#### Document extract
- - - -

This function defined as RFL-Score was trained using the PDBBind 2018 (general) and CSAR (decoys and NRC HiQ). From these complexes we extract molecular descriptors using BiNANA, RDKit 2D/3D, SASA, PaDEL-Descriptor, Vina, totaling 723 descriptors. Then, we selected the most promising attributes using LassoCV and parametrized a Random Forest (RF) algorithm using the GridSearchCV. This RF model was validated using CASF 2013 and 2016.
- Python 3.7+
- MGLTools 1.5.6
- vina4dv
- DSSP 4.0.4
- JRE 11.0.10+
- Pandas 1.1.3+
- Biopython 1.78+
- RDKit 2020.09.1+
- OpenBabel 2.4
- Joblib 0.17.0+
- Scikit-learn 0.23.2+
- ODDT 0.7+
- R 4.0.3
- Random Forest Package 4.6.14+
The current scoring function is executed with Python 3.7. The most simple way to install the SF is by creating an Anaconda Environment. To download the last version of Anaconda Individal Edition visit his official page: https://www.anaconda.com/produacts/individual
A proper environment in Anaconda is useful to install the SF. To create a new environment with Python 3.7 execute the following statement in Anaconda's prompt:
conda create -n 3_7 python=3.7
To activate the new environment execute the following statement:
source activate 3_7
The new environment can be activated automatically adding the previous statement in the .bashrc file.
Pandas It is a package for data analysis and manipulation tool. To install in Conda execute the following statement:
conda install -c anaconda pandas
Biopython It is a set of freely available tools for biological computation. To install in Conda execute the following statement:
conda install -c anaconda biopython
RDKit It is a cheminformatics software to create 2D and 3D molecular features for machine learning applications. To install in Conda execute the following statement:
conda install -c rdkit rdkit
OpenBabel 2.4 It is a chemical software designed to speak the many languages of chemical data. The version 2.4 is mandatory to install the SF. To install in Conda execute the following statement:
conda install -c openbabel openbabel
ODDT (Open Drug Discovery Toolkit) It is a modular and comprehensive toolkit for use in cheminformatics, molecular modeling etc. To install in Conda execute the following statement:
conda install -c oddt oddt
Scikit-learn It is a toolkit for predictive data analysis. To install in Conda execute the following statement:
conda install -c anaconda scikit-learn
Joblib It is a suite to provide lightweight pipelining in Python. To install in Conda execute the following statement:
conda install -c anaconda joblib
Corresponds to software not found as an Anaconda package.

- - - -

#### Questions on the material
**a.** Copy everything in the RFL-Score text from "This function defined" down to "2013 and 2016.".
**b.** According to the RFL-Score text, how many molecular descriptors were extracted from the complexes in total?
The entries that follow have nothing to do with the RFL-Score text.

#### Extracted entries
- - - -

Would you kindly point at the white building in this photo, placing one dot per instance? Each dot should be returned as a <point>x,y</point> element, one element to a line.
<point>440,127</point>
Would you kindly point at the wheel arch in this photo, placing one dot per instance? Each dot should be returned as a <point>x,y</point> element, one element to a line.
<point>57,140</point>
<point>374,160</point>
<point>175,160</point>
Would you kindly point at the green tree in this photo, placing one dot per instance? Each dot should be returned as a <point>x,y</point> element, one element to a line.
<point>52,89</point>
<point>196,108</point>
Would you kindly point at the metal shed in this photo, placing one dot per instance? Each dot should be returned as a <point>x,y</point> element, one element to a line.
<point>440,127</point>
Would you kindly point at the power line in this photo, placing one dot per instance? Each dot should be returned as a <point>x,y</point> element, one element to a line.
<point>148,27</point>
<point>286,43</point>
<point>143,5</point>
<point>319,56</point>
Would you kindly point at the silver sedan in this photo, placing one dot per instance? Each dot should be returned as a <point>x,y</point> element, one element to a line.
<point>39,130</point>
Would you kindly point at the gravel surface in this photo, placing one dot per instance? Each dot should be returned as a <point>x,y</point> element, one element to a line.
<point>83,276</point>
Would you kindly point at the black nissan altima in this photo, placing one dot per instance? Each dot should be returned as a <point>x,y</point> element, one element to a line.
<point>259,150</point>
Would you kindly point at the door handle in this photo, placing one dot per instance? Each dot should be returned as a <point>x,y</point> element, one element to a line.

- - - -

#### Results
**a.**
This function defined as RFL-Score was trained using the PDBBind 2018 (general) and CSAR (decoys and NRC HiQ). From these complexes we extract molecular descriptors using BiNANA, RDKit 2D/3D, SASA, PaDEL-Descriptor, Vina, totaling 723 descriptors. Then, we selected the most promising attributes using LassoCV and parametrized a Random Forest (RF) algorithm using the GridSearchCV. This RF model was validated using CASF 2013 and 2016.

**b.** 723 descriptors.